• Supplied passage
+===+
Two-Day Events Are a Silver Lining to NHRA’s 2020 Revised Schedule

Two-Day Events Are a Silver Lining to NHRA’s 2020 Revised Schedule


Independent NHRA team owners Jim Maroney (Top Fuel) and Cruz Pedregon (Funny Car) have discovered at least one silver lining in the revised 2020 schedule that has pared six events from three days to two.

They could save significant money.

Races at Houston, Bristol, Norwalk, Seattle, Topeka and Reading will feature (for the pro classes) a format with two qualifying sessions Saturday and eliminations Sunday. The NHRA cited “a number of economic and logistical factors that have come into play as we rework the schedule” for the condensed competition timelines.

But before privateers such as Maroney and Pedregon get excited about racing becoming more affordable, the sanctioning body doesn’t appear to be testing the waters for a possible two-day format for 2021 and beyond.
+===+
• Short task 1
Set down the NHRA schedule article word for word between "Races at Houston, Bristol, Norwalk, Seattle, Topeka" and "condensed competition timelines.", inclusive.
• Short task 2
Carry the NHRA schedule article forward from its final sentence.

(Excerpts from point annotation data)
+===+
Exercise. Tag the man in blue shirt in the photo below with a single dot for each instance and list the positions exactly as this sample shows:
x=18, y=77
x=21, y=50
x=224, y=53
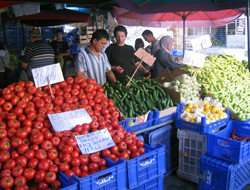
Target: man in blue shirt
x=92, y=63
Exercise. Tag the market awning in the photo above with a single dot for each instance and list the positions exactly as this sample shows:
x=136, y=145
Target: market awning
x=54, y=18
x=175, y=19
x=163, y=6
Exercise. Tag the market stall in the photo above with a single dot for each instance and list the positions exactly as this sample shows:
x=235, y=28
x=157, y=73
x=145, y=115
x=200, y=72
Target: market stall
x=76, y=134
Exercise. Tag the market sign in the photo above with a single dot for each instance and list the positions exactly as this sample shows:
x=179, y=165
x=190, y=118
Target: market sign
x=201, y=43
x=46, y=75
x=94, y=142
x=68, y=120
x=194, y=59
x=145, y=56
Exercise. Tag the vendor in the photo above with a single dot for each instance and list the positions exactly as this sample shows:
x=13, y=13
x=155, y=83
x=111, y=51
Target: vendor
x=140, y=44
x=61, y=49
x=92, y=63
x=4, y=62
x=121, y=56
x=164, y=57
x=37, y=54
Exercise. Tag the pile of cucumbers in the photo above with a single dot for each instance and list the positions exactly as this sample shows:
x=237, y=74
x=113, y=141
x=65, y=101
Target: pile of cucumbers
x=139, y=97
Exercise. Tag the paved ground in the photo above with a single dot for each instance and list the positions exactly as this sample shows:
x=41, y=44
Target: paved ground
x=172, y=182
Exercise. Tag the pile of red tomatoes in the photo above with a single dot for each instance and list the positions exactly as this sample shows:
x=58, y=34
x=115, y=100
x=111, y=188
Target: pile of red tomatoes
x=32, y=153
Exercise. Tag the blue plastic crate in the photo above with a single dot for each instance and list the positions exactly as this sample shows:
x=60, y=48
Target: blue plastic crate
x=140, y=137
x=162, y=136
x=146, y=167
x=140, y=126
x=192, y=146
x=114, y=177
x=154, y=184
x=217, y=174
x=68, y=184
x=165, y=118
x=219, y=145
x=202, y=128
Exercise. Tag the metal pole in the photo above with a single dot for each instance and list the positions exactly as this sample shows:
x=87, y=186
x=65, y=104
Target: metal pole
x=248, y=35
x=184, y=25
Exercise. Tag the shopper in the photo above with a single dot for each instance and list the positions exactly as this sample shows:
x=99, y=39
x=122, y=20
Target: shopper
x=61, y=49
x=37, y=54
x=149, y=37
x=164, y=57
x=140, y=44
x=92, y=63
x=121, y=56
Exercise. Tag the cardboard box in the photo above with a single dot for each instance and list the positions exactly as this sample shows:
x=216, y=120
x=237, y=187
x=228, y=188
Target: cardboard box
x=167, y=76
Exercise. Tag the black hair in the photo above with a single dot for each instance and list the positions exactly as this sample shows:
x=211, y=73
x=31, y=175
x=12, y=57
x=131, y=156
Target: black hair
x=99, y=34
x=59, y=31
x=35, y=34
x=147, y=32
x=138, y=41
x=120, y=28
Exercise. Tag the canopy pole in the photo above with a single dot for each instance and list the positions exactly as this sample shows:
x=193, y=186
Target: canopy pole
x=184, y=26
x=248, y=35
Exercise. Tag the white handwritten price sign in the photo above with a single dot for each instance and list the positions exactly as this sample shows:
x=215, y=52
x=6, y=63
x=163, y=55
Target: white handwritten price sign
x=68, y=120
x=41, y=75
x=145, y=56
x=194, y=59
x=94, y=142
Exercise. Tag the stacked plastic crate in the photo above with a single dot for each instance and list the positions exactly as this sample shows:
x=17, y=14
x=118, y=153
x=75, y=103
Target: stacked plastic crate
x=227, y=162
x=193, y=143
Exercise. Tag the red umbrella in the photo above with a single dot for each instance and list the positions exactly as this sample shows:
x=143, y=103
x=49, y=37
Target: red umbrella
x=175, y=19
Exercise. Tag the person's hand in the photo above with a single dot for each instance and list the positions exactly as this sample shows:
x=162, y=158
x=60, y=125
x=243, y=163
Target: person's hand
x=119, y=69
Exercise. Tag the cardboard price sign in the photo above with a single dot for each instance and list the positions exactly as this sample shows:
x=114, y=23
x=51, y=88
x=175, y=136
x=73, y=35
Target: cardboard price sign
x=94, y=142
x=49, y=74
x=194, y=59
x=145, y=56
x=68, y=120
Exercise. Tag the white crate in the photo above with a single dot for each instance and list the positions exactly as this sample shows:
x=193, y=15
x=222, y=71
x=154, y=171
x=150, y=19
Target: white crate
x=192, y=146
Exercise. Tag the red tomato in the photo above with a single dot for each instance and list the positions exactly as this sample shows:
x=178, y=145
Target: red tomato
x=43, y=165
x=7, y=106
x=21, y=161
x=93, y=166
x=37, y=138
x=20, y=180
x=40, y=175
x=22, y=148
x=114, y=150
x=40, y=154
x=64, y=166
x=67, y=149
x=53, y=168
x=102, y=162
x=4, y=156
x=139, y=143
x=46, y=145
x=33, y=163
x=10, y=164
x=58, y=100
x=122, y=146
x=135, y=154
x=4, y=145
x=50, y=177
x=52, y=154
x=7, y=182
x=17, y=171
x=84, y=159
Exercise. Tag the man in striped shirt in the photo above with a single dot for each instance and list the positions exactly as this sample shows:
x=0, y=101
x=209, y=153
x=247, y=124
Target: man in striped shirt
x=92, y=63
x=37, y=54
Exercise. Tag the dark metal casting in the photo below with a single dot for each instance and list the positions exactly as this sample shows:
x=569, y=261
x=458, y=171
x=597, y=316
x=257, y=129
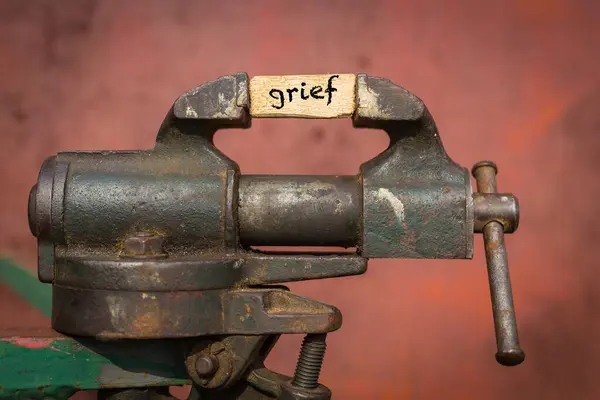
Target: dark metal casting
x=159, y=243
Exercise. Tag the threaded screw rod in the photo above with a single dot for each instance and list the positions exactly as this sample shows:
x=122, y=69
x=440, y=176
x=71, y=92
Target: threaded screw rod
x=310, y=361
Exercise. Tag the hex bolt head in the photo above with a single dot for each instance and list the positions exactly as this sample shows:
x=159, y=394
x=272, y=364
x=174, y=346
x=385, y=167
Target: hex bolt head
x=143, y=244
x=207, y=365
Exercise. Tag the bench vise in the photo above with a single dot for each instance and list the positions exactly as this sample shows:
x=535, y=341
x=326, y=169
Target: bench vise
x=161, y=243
+===+
• Expected answer 1
Races at Houston, Bristol, Norwalk, Seattle, Topeka and Reading will feature (for the pro classes) a format with two qualifying sessions Saturday and eliminations Sunday. The NHRA cited “a number of economic and logistical factors that have come into play as we rework the schedule” for the condensed competition timelines.

• Expected answer 2
These six 2020 events, however, could offer a look at how well something like that might work, perhaps with a Friday-Saturday format with Sunday used as a rain date. But Jessica Hatcher, the NHRA’s senior director of public relations and communications, said, “The simple answer is not at this time. We are all focused on the current situation at hand and how to make the best out of a tough situation. The sole focus when creating this schedule was to offer the most robust schedule possible while trying to incorporate some flexibility, since there are so many uncertainties right now.”

Maroney suspected as much.

“No, I don’t think it will be the new normal,” the Gilbert, Arizona, racer said. “Too much money is made on a three-day event. I don’t think track owners will want it.”

Maroney added, “There is absolutely a cost savings to this; I would guess somewhere around $50,000 an event for the big teams. As far as the independent teams, like mine, I see it as an advantage. I think you’ll see the smaller teams qualifying higher up the ladder. A couple things will contribute to this. First, the big teams won’t be ‘swinging for the fence,’ as they will be more concerned about getting down the track. So their performance will drop off slightly. Second, you’ll see (some) big-team cars not qualify because of tire smoke or parts failure.”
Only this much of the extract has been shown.